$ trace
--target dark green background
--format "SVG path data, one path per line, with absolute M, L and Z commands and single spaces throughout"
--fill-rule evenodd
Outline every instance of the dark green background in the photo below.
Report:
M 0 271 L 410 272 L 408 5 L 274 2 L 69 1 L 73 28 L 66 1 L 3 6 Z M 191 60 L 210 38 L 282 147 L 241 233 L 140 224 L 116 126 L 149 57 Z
-------
_REQUIREMENTS_
Rewrite the items above, replacing "background" with "backdrop" wherever it occurs and changing nothing else.

_WORKED SOLUTION_
$ trace
--target dark green backdrop
--format "SVG path data, one path per line, with absolute M, L and Z commands and single spaces throughout"
--fill-rule evenodd
Outline every instance of the dark green backdrop in the photo below.
Report:
M 0 271 L 410 272 L 408 5 L 274 2 L 69 1 L 73 28 L 66 1 L 3 6 Z M 191 60 L 210 38 L 282 147 L 241 233 L 140 224 L 116 126 L 149 57 Z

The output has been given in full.